··· Input ···

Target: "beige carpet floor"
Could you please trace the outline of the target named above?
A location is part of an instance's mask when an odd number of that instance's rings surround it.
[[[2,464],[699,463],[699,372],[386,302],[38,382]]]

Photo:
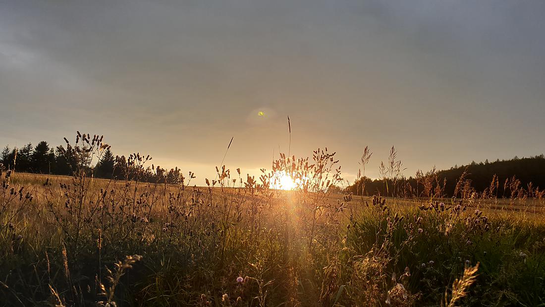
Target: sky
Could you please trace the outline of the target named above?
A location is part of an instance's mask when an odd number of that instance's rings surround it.
[[[325,146],[353,180],[545,152],[545,2],[0,0],[0,145],[104,135],[213,177]],[[259,116],[258,112],[263,116]]]

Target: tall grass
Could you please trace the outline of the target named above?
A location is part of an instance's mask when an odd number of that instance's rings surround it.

···

» Work required
Copy out every line of the entries above word for word, leaving out the pictures.

» Task response
Target: "beige carpet floor"
Could you please trace the outline of the target named above?
A location is part of an instance's mask when an odd number of that instance's rings surround it.
[[[2,464],[699,463],[699,372],[386,302],[38,382]]]

Photo:
Target: sky
Could you please trace the outline of the target named above?
A location is part of an instance's mask when an odd number of that instance's rings surround it.
[[[325,146],[353,180],[545,152],[545,2],[0,0],[0,145],[104,135],[213,177]],[[259,116],[258,112],[263,116]]]

Target: tall grass
Could you please trace the outline of the target named above?
A location is part of an instance's mask when an odd number of that instance's rings surround it.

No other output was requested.